Work to complete:
Copy the data below verbatim, leaving no line out.

Material provided:
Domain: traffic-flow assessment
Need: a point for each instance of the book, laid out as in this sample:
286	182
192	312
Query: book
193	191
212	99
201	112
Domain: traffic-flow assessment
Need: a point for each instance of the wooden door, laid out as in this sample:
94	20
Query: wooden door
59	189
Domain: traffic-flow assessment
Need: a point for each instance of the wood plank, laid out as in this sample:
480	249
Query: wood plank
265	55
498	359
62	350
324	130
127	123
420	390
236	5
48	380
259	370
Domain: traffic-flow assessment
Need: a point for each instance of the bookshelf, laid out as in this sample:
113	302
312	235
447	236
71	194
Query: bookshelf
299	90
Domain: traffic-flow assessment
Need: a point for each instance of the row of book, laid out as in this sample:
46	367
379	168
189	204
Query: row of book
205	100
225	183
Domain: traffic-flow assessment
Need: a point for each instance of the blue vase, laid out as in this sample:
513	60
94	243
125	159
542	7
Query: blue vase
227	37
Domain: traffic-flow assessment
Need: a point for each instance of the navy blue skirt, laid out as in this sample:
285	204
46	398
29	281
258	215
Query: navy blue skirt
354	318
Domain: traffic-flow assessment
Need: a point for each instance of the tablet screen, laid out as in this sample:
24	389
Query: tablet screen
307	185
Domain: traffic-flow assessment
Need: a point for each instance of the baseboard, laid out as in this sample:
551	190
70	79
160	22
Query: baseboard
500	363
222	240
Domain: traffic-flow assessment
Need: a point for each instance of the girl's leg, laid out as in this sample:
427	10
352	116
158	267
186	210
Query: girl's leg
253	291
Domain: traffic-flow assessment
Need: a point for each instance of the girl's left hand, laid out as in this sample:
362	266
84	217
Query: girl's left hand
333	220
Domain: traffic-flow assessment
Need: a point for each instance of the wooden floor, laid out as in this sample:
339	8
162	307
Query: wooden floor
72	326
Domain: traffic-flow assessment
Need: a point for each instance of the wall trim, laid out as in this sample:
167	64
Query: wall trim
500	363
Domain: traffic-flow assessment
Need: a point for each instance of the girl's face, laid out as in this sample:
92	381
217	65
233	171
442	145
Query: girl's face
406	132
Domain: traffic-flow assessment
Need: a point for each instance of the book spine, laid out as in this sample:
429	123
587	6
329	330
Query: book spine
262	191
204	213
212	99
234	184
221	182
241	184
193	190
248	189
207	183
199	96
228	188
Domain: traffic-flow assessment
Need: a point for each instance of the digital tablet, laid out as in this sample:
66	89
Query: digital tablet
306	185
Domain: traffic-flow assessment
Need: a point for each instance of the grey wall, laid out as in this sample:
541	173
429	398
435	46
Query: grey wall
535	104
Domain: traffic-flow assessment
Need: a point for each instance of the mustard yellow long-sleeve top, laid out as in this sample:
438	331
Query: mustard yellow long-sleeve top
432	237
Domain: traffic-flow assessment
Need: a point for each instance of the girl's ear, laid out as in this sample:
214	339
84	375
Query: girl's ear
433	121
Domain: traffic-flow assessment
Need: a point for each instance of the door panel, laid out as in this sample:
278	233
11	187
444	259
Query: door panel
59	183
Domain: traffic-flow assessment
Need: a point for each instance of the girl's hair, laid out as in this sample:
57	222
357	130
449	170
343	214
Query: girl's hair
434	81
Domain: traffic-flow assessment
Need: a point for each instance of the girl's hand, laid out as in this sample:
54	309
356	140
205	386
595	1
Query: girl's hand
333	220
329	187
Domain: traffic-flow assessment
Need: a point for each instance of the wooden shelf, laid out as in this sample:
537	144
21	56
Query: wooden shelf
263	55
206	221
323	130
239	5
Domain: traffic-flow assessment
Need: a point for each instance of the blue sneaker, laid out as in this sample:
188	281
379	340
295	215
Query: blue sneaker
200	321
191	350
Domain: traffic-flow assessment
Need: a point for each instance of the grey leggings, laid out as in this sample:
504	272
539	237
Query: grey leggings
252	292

Worked solution:
Domain: traffic-flow assessment
Need: a point for each instance of the book, laid out as in this sample:
286	182
192	312
Query: book
193	191
212	99
201	112
Domain: traffic-flow assessment
Need: a point for each instance of the wooden door, laid out as in this sample:
94	20
Query: wooden door
59	189
Domain: traffic-flow assessment
Need: a point for each instance of the wood plank, laid out as in this sample:
480	249
Query: wood plank
265	55
498	359
62	350
324	130
127	123
420	390
236	5
48	380
259	370
Domain: traffic-flow assessment
Need: a point for each instance of the bookshelf, laid out as in this sample:
113	302
312	235
447	236
71	194
Query: bookshelf
299	90
Domain: traffic-flow assessment
Need: a point for each instance of the row of book, laid out as in this sample:
46	367
379	168
189	204
Query: row of book
205	100
225	183
Domain: traffic-flow assessment
Need: a point for each instance of the blue vase, laid out as in this sample:
513	60
94	243
125	159
542	7
Query: blue vase
227	37
Domain: traffic-flow assessment
Need: a point for each instance of the navy blue skirt, laid out as in this sample:
285	204
46	398
29	281
258	215
Query: navy blue skirt
354	318
Domain: traffic-flow assessment
Need: a point for each instance of the tablet screen, laid out as in this sample:
24	389
Query: tablet screen
307	185
Domain: traffic-flow assessment
Need: a point for each instance of the baseboard, laid out as in this sample:
551	190
70	79
160	22
Query: baseboard
500	363
222	240
Domain: traffic-flow assessment
Need: a point for each instance of the girl's leg, laid out as in this sample:
427	10
352	116
158	267
186	210
Query: girl's leg
253	291
Domain: traffic-flow assessment
Need: a point for each instance of the girl's left hand, laid out as in this sample:
362	266
84	217
Query: girl's left hand
333	220
Domain: traffic-flow assessment
Need: a point for each instance of the wooden floor, laid out as in this sample:
339	8
162	307
Query: wooden floor
72	326
Domain: traffic-flow assessment
Need: a point for each instance of the wall trim, laid out as in this sample:
167	64
Query: wall trim
500	363
Domain: traffic-flow assessment
Need: a point for each instance of the girl's face, laid out as in this sample:
92	381
217	65
233	171
442	145
Query: girl's face
406	132
Domain: traffic-flow assessment
Need: a point for each instance of the book spine, laid out as in this sample:
429	123
587	6
329	330
Query: book spine
262	191
204	213
212	99
234	184
221	182
241	184
193	190
248	189
207	183
199	96
228	188
Domain: traffic-flow assessment
Need: a point for each instance of the digital tablet, laid out as in this sample:
66	89
Query: digital tablet
306	185
Domain: traffic-flow assessment
Need: a point for each instance of the grey wall, laid out as in this sample:
541	173
429	398
435	46
Query: grey wall
535	104
Domain: traffic-flow assessment
Need: a point for each instance of the mustard yellow long-sleeve top, laid out as in this sample:
438	331
Query: mustard yellow long-sleeve top
432	237
Domain: traffic-flow assessment
Need: a point for each instance of the girl's ear, laid out as in this sample:
214	339
84	375
Query: girl's ear
433	121
Domain: traffic-flow assessment
Need: a point for each instance of the door panel, laid out as in this sample:
278	233
11	187
444	259
Query: door panel
59	183
Domain: traffic-flow assessment
Need: a point for each instance of the girl's hair, laid out as in this sample:
57	222
357	130
449	170
343	214
Query: girl's hair
434	81
Domain: traffic-flow assessment
Need: a point for each instance of the girl's hand, laid out as in this sample:
54	309
356	140
205	386
595	1
Query: girl's hand
333	220
329	187
Domain: traffic-flow assessment
Need: a point for each instance of the wooden shelf, laid out as in this sample:
537	144
21	56
Query: wooden shelf
263	55
206	221
323	130
239	5
Domain: traffic-flow assessment
Need: a point for each instance of the blue sneaker, laid out as in this sample:
188	281
379	340
295	215
Query: blue sneaker
200	321
191	350
Domain: traffic-flow assessment
Need: a point for each instance of the grey leggings, laid out as in this sample:
504	272
539	237
Query: grey leggings
252	292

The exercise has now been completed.